**Extracted material**
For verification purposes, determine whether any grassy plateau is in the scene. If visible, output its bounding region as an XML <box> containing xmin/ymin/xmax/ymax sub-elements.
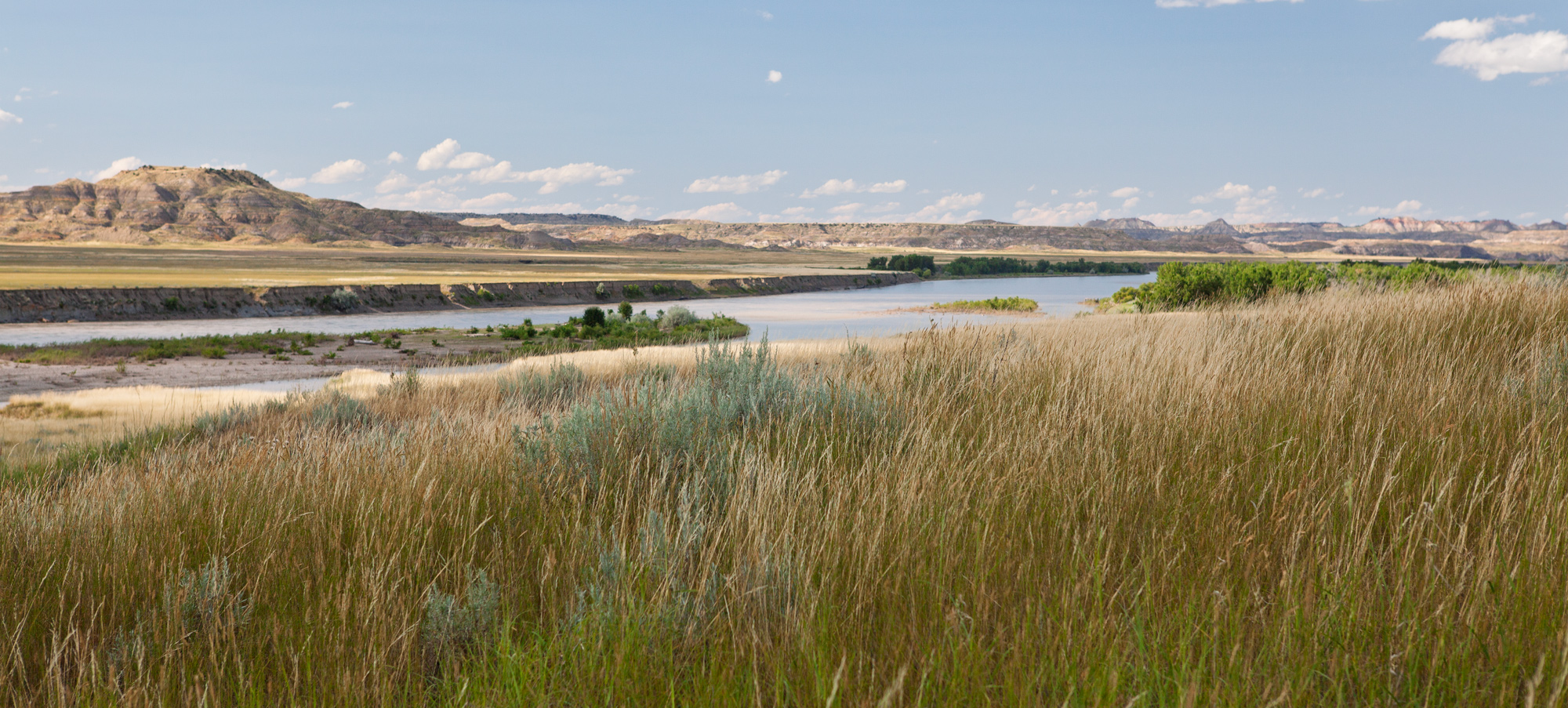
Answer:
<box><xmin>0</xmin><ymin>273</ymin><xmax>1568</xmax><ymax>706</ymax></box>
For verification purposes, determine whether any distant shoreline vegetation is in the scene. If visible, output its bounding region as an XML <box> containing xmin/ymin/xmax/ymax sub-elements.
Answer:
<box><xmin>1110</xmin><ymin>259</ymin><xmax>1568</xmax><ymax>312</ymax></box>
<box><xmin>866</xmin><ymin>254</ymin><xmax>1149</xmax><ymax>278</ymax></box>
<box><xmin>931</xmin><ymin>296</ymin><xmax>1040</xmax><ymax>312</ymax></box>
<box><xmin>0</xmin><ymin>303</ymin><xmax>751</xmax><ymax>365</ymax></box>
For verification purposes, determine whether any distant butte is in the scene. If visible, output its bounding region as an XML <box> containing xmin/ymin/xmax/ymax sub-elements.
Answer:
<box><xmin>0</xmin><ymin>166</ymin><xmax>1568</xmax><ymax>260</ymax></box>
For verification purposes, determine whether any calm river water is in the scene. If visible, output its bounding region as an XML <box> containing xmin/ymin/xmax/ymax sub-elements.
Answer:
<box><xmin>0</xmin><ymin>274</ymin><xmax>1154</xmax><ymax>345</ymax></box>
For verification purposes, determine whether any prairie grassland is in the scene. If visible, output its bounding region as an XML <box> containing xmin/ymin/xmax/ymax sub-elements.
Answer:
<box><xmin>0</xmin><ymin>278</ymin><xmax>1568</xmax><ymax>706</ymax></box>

**Problem to work on**
Copy the lines exactly, starting at the line that contains "For verification purposes, determine whether any calm" and ending at the last line.

**Final result**
For verification purposes, determine whether any calm river water is in the scene. If visible, output its bounding region as an XML <box> containing xmin/ymin/xmax/ymax sub-elements.
Answer:
<box><xmin>0</xmin><ymin>274</ymin><xmax>1154</xmax><ymax>345</ymax></box>
For verification purposes, determine whether any prairie grassland is in the scene. If visible, output its bounding region as an XML <box> containing xmin/ymin/xmax/ymax sub-elements.
Answer:
<box><xmin>0</xmin><ymin>278</ymin><xmax>1568</xmax><ymax>706</ymax></box>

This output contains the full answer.